Pedestrian trajectory prediction relies on current and historical trajectory information, detecting pedestrian motion intentions and states through motion behavior to enhance the accuracy of future trajectory prediction. This article proposes a multi-source data fusion behavioral attention mechanism framework for pedestrian trajectory prediction and path planning. Using INS and GNSS data to locate pedestrian trajectories, while capturing pedestrian gait motion information as guidance data for motion features. The framework uses a gated recurrent unit (GRU) encoder to extract key features of pedestrian motion and construct an adaptive fusion mechanism guided by physical constraints. Introducing a memory module to store pedestrian historical trajectories and assigning different attention weights to trajectory features at different scales through an attention mechanism addressable device. The LSTM decoder combines a spatiotemporal constraint path planning coordination mechanism to decode future pedestrian motion trajectories, achieving accurate prediction of pedestrian travel paths. The main contributions of this article are summarized as follows:

1. Existing gait assistance algorithms typically use ZUPT or PDR algorithms to estimate the step size and direction of two-dimensional plane displacement localization. The gait constraint localization method proposed in this article can distinguish gait changes and use ZUPT during the standing phase, which can not only update speed but also dynamically adjust the noise statistical characteristics of the filter. At the same time, a motion model for the swing phase was constructed to constrain and expand trajectory positioning in three-dimensional space. The method provides more detailed pedestrian gait decomposition and action model analysis, improving the accuracy of pedestrian trajectory localization.

2. Unlike visual or radar based prediction methods, the limitations of static images make it difficult to understand the spatiotemporal connections between pedestrian movements. By using wearable solutions, the complex spatial relationships of pedestrian movements can be easily captured for predicting low-cost pedestrian positions.

3. The method integrates pedestrian gait information into a unified framework for target tracking and future trajectory prediction, achieving end-to-end sharing of information and effectively addressing noise issues in practical scenarios.

4. The historical memory module is introduced into the attention mechanism, which ensures the smoothness and temporal consistency of predicted trajectories based on retrieval features and trajectory embedding.

[Point annotation records]
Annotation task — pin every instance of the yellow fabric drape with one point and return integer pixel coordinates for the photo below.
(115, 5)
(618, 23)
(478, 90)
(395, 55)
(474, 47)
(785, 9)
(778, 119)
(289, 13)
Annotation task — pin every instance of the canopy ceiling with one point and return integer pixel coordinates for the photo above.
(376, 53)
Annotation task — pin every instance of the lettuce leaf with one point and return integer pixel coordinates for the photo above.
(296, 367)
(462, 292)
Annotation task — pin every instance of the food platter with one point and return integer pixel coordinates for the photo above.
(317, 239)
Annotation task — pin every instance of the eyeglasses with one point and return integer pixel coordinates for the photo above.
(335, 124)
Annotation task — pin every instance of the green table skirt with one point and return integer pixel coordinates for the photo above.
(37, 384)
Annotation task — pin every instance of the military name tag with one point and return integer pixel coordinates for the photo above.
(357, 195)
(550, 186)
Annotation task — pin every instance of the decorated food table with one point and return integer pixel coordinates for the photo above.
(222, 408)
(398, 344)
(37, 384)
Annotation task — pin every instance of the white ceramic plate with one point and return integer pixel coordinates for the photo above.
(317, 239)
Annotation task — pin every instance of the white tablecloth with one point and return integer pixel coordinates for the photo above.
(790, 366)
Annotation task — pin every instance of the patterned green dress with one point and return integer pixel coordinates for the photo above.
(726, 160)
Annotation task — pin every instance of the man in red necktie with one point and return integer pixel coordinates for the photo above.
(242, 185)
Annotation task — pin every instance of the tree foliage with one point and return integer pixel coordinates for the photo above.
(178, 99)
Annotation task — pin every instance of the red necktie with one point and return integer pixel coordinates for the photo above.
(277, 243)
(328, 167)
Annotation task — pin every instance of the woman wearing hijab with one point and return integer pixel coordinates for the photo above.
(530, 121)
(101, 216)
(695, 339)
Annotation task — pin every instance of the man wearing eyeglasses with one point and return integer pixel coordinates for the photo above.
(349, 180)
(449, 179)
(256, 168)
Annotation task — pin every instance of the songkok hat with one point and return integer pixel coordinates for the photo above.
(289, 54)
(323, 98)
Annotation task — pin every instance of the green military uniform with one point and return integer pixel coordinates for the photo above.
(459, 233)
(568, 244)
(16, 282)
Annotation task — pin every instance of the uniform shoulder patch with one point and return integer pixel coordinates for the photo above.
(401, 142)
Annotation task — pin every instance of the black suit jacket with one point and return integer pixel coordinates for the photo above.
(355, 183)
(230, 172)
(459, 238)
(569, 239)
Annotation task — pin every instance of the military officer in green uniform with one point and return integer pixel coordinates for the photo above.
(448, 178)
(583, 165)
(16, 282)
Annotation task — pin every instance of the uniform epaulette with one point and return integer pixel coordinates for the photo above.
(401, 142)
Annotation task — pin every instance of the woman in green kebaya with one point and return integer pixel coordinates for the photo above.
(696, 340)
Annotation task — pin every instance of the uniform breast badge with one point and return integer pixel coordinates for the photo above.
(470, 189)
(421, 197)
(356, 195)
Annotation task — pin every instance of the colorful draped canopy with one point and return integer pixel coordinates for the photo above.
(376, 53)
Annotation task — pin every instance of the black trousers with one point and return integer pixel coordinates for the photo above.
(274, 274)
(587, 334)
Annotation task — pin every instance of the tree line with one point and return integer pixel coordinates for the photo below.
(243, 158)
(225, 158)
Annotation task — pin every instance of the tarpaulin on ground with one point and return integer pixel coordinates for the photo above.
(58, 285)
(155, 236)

PROMPT » According to the text on pedestrian trajectory prediction, what does the framework use to extract key features of pedestrian motion? The records are separate material, unconnected to the text.

THE COMPLETED TASK » A gated recurrent unit (GRU) encoder.